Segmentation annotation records
=-=-=-=-=
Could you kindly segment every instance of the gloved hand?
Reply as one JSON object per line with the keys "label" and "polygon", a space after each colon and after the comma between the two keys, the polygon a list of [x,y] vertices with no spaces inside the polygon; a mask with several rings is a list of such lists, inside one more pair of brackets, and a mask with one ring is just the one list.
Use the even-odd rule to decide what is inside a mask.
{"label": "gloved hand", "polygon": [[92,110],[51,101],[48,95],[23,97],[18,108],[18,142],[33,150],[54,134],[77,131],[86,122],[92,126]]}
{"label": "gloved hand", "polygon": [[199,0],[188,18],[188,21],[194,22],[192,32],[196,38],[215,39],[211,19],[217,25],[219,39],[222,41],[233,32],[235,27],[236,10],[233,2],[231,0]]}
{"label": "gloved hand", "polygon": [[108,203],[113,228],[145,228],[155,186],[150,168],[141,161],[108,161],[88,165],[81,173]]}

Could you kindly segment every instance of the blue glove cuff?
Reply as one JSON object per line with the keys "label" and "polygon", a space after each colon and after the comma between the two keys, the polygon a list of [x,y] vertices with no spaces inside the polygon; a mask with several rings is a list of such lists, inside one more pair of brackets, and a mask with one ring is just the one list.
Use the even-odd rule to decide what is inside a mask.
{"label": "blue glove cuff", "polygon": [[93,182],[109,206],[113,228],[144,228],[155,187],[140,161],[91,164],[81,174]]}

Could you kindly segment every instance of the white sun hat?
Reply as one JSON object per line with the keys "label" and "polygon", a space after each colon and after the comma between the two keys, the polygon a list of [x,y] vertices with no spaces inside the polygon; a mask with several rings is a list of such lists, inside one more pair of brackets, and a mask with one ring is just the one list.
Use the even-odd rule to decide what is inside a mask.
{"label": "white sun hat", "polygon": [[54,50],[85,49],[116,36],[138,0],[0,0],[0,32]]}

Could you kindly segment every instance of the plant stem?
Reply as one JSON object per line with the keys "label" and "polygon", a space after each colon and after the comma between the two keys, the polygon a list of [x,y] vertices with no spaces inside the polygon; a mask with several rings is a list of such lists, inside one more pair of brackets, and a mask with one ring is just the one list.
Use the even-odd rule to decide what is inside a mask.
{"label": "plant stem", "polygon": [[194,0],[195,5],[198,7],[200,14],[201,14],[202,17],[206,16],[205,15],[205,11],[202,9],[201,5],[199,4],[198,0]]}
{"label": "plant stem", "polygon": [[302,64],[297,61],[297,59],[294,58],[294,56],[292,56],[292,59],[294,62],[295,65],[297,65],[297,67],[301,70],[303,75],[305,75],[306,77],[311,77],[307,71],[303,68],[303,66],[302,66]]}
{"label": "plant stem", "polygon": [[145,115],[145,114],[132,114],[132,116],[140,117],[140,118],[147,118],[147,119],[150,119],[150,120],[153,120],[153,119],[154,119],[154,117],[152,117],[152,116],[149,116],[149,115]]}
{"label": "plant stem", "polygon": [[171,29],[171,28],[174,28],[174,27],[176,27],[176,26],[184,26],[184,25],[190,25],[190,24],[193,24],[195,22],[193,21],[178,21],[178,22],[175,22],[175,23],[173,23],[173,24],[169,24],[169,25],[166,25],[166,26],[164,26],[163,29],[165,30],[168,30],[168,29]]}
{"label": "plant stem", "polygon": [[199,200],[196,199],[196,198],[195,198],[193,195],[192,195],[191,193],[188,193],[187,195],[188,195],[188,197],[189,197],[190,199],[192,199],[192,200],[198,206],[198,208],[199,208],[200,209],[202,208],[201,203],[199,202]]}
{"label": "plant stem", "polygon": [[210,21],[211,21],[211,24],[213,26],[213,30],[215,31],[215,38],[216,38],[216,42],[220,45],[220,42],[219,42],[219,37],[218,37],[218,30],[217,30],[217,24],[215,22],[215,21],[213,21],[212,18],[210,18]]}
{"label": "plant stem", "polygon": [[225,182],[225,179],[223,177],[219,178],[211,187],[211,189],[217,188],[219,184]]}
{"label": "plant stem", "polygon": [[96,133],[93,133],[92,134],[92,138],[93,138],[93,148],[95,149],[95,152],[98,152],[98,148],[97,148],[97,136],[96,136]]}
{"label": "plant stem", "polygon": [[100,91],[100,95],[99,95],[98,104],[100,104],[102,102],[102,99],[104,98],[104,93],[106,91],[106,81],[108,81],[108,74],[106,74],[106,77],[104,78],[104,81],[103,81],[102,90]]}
=-=-=-=-=
#### [What is expected]
Collect every line in the listing above that contains the word "Could".

#### [Reply]
Could you kindly segment every instance of the gloved hand?
Could you kindly segment every instance of the blue glove cuff?
Could you kindly segment every instance of the white sun hat?
Could you kindly segment every instance of the plant stem?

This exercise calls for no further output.